═══ PAGE EXTRACT

Terror by Night is a 1946 Sherlock Holmes film, the thirteenth to star Basil Rathbone and Nigel Bruce and was directed by Roy William Neill. The story revolves around the theft of a famous diamond aboard a train.

IMDb Rating: 7/10

The film’s plot is a mostly original story not directly based on any of Arthur Conan Doyle’s Holmes tales, but it uses minor plot elements of “The Adventure of the Empty House,” “The Disappearance of Lady Frances Carfax,” and The Sign of the Four.

In London, a young woman named Vivian Vedder (Renee Godfrey) verifies that a carpenter has completed a coffin for her recently deceased mother’s body, which she is transporting to Scotland by train. She boards the train that evening, as do Lady Margaret Carstairs (Mary Forbes), who owns and is transporting the famous Star of Rhodesia diamond; Lady Margaret’s son Roland (Geoffrey Steele); Holmes, whom Roland has hired to protect the diamond; Inspector Lestrade (Dennis Hoey), who is also worried about the diamond’s safety; and Watson and his friend Major Duncan-Bleek (Alan Mowbray). Holmes briefly examines the diamond.

Shortly afterward, Roland is murdered and the diamond is stolen. Lestrade, Holmes, and Watson learn nothing conclusive in questioning the other passengers, and Holmes is pushed out of the train, nearly to his death, but he climbs back inside and discovers a secret compartment in the coffin carrying Miss Vedder’s mother. He suspects that one of the people on the train is the notorious jewel thief Colonel Sebastian Moran. Upon further questioning, Miss Vedder admits that a man paid her to transport the coffin. As Watson and Duncan-Bleek join the group, Holmes reveals that he swapped the diamond with an imitation while examining it. Lestrade takes possession of the real diamond.

══════

* **WORK TO COMPLETE**:
1. Summarize the Terror by Night synopsis in two sentences.
2. Rename "diamond" to "gem" in the Terror by Night synopsis, giving back the passage starting with "In London, a" and going on through "examines the diamond.".
3. Continue the Terror by Night synopsis from its last sentence, carrying the plot further.

═══ EXTRACTED RECORDS

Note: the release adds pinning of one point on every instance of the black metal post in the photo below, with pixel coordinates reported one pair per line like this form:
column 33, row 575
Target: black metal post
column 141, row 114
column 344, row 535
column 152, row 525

══════

* **TASK-BY-TASK RESULTS**:
1. Terror by Night is a 1946 Sherlock Holmes film directed by Roy William Neill and starring Basil Rathbone and Nigel Bruce, with a mostly original plot about the theft of a famous diamond aboard a train. After Roland is murdered and the diamond is stolen, Holmes finds a secret compartment in a coffin and reveals that he had swapped the diamond for an imitation, and Lestrade takes the real one.

2.
In London, a young woman named Vivian Vedder (Renee Godfrey) verifies that a carpenter has completed a coffin for her recently deceased mother’s body, which she is transporting to Scotland by train. She boards the train that evening, as do Lady Margaret Carstairs (Mary Forbes), who owns and is transporting the famous Star of Rhodesia gem; Lady Margaret’s son Roland (Geoffrey Steele); Holmes, whom Roland has hired to protect the gem; Inspector Lestrade (Dennis Hoey), who is also worried about the gem’s safety; and Watson and his friend Major Duncan-Bleek (Alan Mowbray). Holmes briefly examines the gem.

3.
In the luggage compartment, Holmes and Watson find a train guard murdered with a poisoned dart. Meanwhile, a street criminal named Sands (Skelton Knaggs) incapacitates the conductor. Sands was hidden inside the coffin, and is in cahoots with Duncan-Bleek, who is in fact Colonel Moran. Sands and Moran go to Lestrade’s room, where Sands knocks him unconscious and steals the diamond from him, but Moran double-crosses Sands, shooting him dead with the same dart gun he used to kill Roland and the guard.

The train makes an unexpected stop to pick up several Scottish policemen led by Inspector McDonald (Boyd Davis). Holmes informs McDonald that Duncan-Bleek is really Moran, and McDonald arrests Moran and finds the diamond in his vest, but Moran seizes a policeman’s gun and pulls the emergency cord to stop the train. During a scuffle in which the lights are turned off, Holmes subdues and handcuffs Moran, then secretly hides him under a table. When the lights are turned on again, the officers leave the train with Lestrade, his coat covering his face, believing he is Moran. As the train departs, Lestrade captures the thieves in the train station, and Holmes reveals to Watson and Moran that he recognized McDonald as an impostor and recovered the diamond from him during the fight.